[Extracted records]
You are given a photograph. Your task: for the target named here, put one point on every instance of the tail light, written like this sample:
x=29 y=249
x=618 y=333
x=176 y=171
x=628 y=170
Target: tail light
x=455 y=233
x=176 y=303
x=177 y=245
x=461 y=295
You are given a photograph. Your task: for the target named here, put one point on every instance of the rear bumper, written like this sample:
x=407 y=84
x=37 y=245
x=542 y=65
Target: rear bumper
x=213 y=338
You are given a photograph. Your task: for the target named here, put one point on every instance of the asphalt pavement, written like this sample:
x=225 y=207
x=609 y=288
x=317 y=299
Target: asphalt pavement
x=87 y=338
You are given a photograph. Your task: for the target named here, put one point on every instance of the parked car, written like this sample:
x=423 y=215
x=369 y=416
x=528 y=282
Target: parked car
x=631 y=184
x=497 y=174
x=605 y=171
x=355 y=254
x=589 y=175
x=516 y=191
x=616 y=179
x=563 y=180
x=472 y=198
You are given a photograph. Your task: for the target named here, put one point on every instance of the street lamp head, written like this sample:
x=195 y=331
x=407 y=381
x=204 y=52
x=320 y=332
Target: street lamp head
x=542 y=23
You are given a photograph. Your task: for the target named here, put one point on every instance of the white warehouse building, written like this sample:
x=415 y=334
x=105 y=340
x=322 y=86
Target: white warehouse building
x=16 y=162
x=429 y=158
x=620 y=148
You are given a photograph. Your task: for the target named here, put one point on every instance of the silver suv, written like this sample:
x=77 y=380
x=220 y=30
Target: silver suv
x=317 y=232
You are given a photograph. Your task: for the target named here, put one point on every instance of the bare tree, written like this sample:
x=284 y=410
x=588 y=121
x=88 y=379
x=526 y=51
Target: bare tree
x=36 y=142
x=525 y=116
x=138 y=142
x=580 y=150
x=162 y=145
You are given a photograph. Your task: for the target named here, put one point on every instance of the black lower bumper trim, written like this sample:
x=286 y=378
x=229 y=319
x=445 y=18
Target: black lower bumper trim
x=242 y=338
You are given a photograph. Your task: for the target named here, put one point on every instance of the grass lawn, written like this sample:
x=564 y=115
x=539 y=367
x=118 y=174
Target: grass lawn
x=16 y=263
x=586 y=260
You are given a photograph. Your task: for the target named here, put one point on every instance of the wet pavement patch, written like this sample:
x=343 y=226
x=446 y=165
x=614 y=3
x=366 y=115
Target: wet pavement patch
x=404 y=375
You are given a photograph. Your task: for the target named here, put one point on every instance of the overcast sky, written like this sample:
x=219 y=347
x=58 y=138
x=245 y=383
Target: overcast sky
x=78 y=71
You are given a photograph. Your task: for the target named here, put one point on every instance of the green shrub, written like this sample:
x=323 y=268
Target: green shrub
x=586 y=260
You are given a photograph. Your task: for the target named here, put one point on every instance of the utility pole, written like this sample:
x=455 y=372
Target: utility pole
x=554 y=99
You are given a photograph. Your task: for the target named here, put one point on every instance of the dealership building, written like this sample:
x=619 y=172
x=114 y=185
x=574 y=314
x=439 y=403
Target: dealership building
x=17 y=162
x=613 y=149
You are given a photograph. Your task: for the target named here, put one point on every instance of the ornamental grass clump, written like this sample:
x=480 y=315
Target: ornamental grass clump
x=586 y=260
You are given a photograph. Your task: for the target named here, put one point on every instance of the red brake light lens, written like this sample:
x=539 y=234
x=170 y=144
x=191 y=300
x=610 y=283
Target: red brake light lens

DESCRIPTION OF THE TASK:
Rewrite the lines of the listing starting with the line containing "of the white" and going on through the line containing "x=317 y=232", requests included. Shift every x and y coordinate in the answer points by -76, and leave the sample points in the requests unchanged.

SOLUTION FOR THIS EXERCISE:
You are given a photograph. Your task: for the target named here, put one point on every instance of the white warehouse building, written like this sample:
x=415 y=334
x=105 y=340
x=322 y=86
Target: white warehouse building
x=-60 y=86
x=353 y=82
x=544 y=72
You are given a photograph. Your task: for the target named here, put one point on every instance of the silver suv, written like this sample:
x=77 y=380
x=220 y=30
Target: silver suv
x=241 y=156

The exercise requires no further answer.